EXERCISE DATA: Begin

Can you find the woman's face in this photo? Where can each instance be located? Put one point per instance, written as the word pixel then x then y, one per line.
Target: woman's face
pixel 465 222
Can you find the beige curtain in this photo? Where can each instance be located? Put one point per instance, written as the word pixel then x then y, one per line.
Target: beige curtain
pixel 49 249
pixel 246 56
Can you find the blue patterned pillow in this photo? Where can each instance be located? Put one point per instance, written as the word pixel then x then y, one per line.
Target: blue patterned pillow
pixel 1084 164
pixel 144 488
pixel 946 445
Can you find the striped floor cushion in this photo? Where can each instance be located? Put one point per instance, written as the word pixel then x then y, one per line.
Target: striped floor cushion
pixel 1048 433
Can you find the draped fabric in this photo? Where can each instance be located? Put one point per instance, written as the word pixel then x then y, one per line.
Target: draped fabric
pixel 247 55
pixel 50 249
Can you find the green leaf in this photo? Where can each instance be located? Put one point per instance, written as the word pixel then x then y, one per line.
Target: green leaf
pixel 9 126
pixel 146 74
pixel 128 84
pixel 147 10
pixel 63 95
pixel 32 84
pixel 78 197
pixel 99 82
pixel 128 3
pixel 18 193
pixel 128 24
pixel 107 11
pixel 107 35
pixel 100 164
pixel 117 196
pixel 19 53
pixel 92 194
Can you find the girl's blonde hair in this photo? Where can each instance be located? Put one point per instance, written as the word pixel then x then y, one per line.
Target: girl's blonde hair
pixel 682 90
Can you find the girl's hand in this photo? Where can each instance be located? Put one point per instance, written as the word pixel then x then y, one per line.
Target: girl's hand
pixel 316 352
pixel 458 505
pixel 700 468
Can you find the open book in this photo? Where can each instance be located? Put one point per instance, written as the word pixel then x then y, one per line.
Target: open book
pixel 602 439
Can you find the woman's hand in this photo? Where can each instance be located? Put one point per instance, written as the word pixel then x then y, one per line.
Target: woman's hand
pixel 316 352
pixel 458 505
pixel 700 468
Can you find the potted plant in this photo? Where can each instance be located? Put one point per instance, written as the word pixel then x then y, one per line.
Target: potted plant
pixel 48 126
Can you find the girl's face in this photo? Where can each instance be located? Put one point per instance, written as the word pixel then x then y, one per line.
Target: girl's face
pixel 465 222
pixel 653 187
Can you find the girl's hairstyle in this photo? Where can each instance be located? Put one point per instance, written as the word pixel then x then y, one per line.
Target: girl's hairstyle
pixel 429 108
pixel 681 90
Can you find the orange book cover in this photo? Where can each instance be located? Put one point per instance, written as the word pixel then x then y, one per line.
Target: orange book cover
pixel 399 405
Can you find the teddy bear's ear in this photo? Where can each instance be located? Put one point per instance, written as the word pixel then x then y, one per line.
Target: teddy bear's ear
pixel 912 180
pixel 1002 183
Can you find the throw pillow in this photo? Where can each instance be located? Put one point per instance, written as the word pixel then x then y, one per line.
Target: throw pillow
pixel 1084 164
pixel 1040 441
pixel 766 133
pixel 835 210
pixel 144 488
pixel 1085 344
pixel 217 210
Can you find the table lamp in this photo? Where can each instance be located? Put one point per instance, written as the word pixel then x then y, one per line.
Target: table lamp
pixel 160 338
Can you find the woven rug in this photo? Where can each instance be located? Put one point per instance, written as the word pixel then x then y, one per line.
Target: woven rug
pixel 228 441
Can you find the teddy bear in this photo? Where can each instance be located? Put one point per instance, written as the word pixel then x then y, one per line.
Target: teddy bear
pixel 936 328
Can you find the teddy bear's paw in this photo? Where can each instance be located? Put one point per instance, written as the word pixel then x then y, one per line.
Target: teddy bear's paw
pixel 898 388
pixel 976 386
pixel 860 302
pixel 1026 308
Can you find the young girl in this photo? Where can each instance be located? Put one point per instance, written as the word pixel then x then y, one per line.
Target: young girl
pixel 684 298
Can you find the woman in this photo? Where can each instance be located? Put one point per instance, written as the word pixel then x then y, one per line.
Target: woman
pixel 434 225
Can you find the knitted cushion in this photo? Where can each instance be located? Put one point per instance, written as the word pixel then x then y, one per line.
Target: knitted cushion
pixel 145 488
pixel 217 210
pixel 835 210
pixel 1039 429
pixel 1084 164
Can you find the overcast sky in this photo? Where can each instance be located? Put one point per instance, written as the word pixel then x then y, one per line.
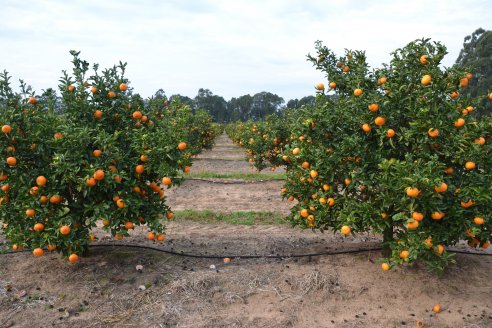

EXERCISE DATA: End

### PROBLEM STATEMENT
Quote the listing above from its first line to the line with "Can you find the blue", inclusive, and add nothing.

### WRITTEN ANSWER
Can you find the woman's face in this photo? Where can each instance be located? Put one point per instance, written as the word pixel then x then y, one per line.
Target: woman's face
pixel 465 222
Can you find the beige curtain in this photo? Where can each instance be located? Put one point per instance, written as the word pixel then x then y, one per line.
Target: beige curtain
pixel 49 249
pixel 246 56
Can you find the blue patterned pillow in this photo? Where can each instance be located? Put one point per instance, written as the word pixel then x then y, one per line.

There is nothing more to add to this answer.